Reproduce word for word the part of the interim report that starts with "Shareholder return" and continues through "half of 2021.".

----- SELECTED EXTRACT

Published: 2021-08-31 08:15:00 CEST
Ignitis grupė
Interim information

Interim report for the first half-year 2021: Green Generation driven growth

AB “Ignitis grupė” (hereinafter – the Company) publishes that in H1 2021 Adjusted EBITDA of Ignitis Group (hereinafter – the Group) recorded 30.5% growth compared to H1 2020 and reached EUR 168.4 million.

Strong Adjusted EBITDA growth across all business segments was driven mostly by Green Generation due to the installed capacity increase as a result of Kaunas CHP and Vilnius CHP’s WtE unit launch, and better results from Kaunas HPP due to higher electricity prices. It was also affected by improved results in Customers & Solutions due favourable changes in gas market prices and higher distributed volumes’ effect in the Networks as a result of colder weather, which will level off during the year.

Outlook for 2021

Driven by robust H1 2021 financial results, the Group reiterates Adjusted EBITDA guidance of EUR 300–310 million for 2021, representing 3-6% increase compared to 2020 actual result, which is mainly supported by the growth in Green Generation segment due to the full-year result of Kaunas CHP which was launched last year, the start of commercial activities of Vilnius CHP’s WtE unit, and Pomerania WF.

Shareholder return

Subject to approval at Extraordinary General Meeting of Shareholders and in line with our dividend policy, the Group intends to pay EUR 43.75 million in dividends (or dividend per share in the range of EUR 0.589 – 0.5991) for the first half of 2021.

Strategy delivery

During the reporting period, the Group increased its Green Generation installed capacity by 43 MW to 1,120 MW compared to H1 2020, as a result of the launch of Kaunas CHP (24 MWe, 70 MWth) in August 2020 and Vilnius CHP’s WtE unit (19 MWe, 60 MWth) in March 2021.

All remaining Green Generation projects are fully on track with exceptions for Pomerania WF (94MW) and Polish solar portfolio I (up to 170MW). In Pomerania WF all turbines are fully constructed and currently generate electricity, however, COD is expected around Q3 2021 once the generation licence is obtained. This reflects around 6-month COD delay, which resulted mainly due to COVID and other typical development project risks. In Polish solar portfolio I, agreement renegotiations with the developer (Sun Investment Group) have been initiated, as no projects were awarded CfD tariff in the last two auctions.

Additionally, after the reporting period, the Group increased its Green Generation pipeline by around 160 MW as a result of signing a conditional agreement for an acquisition of 3 early-stage wind farm development projects in Latvia.

----------
----- DATASET RECORDS

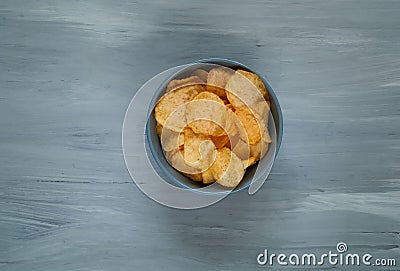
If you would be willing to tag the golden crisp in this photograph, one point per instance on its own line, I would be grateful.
(172, 107)
(217, 79)
(220, 141)
(242, 149)
(227, 169)
(213, 125)
(192, 80)
(169, 140)
(241, 91)
(259, 149)
(249, 162)
(202, 74)
(199, 150)
(251, 124)
(206, 114)
(175, 158)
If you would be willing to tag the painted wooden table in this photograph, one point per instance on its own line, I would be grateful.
(68, 70)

----------

◆ ANSWER AREA
Shareholder return

Subject to approval at Extraordinary General Meeting of Shareholders and in line with our dividend policy, the Group intends to pay EUR 43.75 million in dividends (or dividend per share in the range of EUR 0.589 – 0.5991) for the first half of 2021.